Y ahora que hablo de Navidad, sale a la palestra Raphael y sus campanilleros, que siempre tienen un hueco en las tardes de anís y polvorones

Miedos y excesos Miedos y excesos

Miedos y excesos

Hay mañanas de invierno que son duras, cuesta abandonar la cama. Y no sólo es el frío, escapar de ese calor, solitario o compartido, que hemos creado durante la noche. Es más que el frío. Son los días, la luz (su ausencia), los recuerdos, las fechas, la incertidumbre, el dinero, el trabajo, el próximo trimestre, el resultado de una prueba médica, qué sé yo, son demasiadas las cosas que provocan que nos cueste abandonar la cama. También hay mañanas de esas en primavera y en otoño, pero no parecen tan duras, tan ingratas. Por suerte, dura poco esa sensación, basta con… eso, con lo que sea, con pensar en el viernes, el sábado, o aquello que hicimos, o ese viaje, lo que sea, cada cual tiene su propio antídoto. Yo lo fío todo al amor, sí, al amor, en este tiempo sin amor, o con poco amor. Nos cuesta hablar de él, reconocerlo, condecorarlo como se merece, porque el amor es, y siempre lo será, el que más batallas ganas. Demasiadas batallas, y la mayoría encarnizadas. Al otro lado, el sentido negativo de la pila: el rencor. Esa gasolina que compramos a bajo precio, y que no dejamos de consumir.

Y lo curioso es que el rencor requiere de esfuerzo, no es un sentimiento gratuito. Como el fuego, hay que mantenerlo vivo. Un esfuerzo miserable. Pero olvidemos el rencor, y no porque llegue la Navidad, aunque también, por calidad de vida. Agradezco que estos días las calles se llenen de luz -a pesar del precio de la electricidad- en este tiempo, que sean un pequeño antídoto en el que aferrarse. Soy muy fan, idolatro, a todas esas familias que decoran sus terrazas, sus ventanas, con luces de Navidad, para compartirlas con todos nosotros. Una hebra de esplendor en mitad de la oscuridad. Un gramo de calor, de color, en el frío negro. Por la mañanas, muy temprano, se agradece encontrar esas luces en mitad del camino. O en esas noches de vaho y suspiros.

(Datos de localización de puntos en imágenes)
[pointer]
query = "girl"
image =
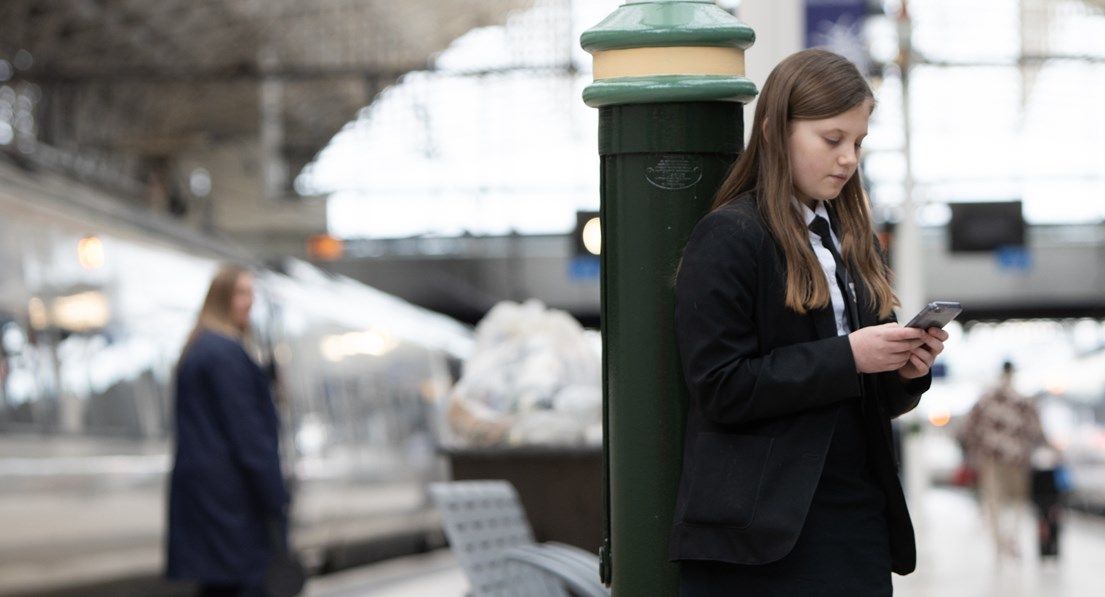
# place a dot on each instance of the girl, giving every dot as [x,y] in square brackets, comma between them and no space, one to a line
[792,359]
[227,495]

» **Tareas propuestas**
1. Responde a estas preguntas sobre el fragmento acerca de las mañanas de invierno:
(a) ¿Qué sentimiento se sitúa en el sentido negativo de la pila?
(b) ¿Con qué elemento se compara el rencor por la necesidad de mantenerlo vivo?
(c) ¿Qué decoran algunas familias con luces de Navidad para compartirlas con todos?
2. Duplica el pasaje del fragmento acerca de las mañanas de invierno que va desde «Y lo curioso» hasta «vaho y suspiros.», ambos incluidos.
3. Prosigue el fragmento acerca de las mañanas de invierno a partir de su última oración.

» **Soluciones del ejercicio**
1.
(a) El rencor.
(b) Con el fuego.
(c) Sus terrazas y sus ventanas.

2.
Y lo curioso es que el rencor requiere de esfuerzo, no es un sentimiento gratuito. Como el fuego, hay que mantenerlo vivo. Un esfuerzo miserable. Pero olvidemos el rencor, y no porque llegue la Navidad, aunque también, por calidad de vida. Agradezco que estos días las calles se llenen de luz -a pesar del precio de la electricidad- en este tiempo, que sean un pequeño antídoto en el que aferrarse. Soy muy fan, idolatro, a todas esas familias que decoran sus terrazas, sus ventanas, con luces de Navidad, para compartirlas con todos nosotros. Una hebra de esplendor en mitad de la oscuridad. Un gramo de calor, de color, en el frío negro. Por la mañanas, muy temprano, se agradece encontrar esas luces en mitad del camino. O en esas noches de vaho y suspiros.

3.
El invierno me entristece, y tal vez por eso adoro la Navidad, como ese oasis que me ofrece agua en mitad del desierto. Muchas veces me reprochan: qué exagerado eres, qué harías si vivieras en Noruega o en Finlandia. No lo sé, la verdad, he nacido y vivo aquí. Seguramente no podría vivir en Noruega, o sí, pero sería otra persona. No sé. Lo único cierto es que la Navidad la tenemos a la vuelta de la esquina con su lotería, sus reuniones familiares, sus ausencias y sus empachos, no sólo alimentarios. De todo nos cansamos, todo nos empacha, hasta eso que tanto nos gusta. Se acabó de tanto empacharnos, podría decir una versión de esa canción que la Jurado cantaba como nadie. Y es que la Jurado cantaba como nadie la mayoría de las canciones.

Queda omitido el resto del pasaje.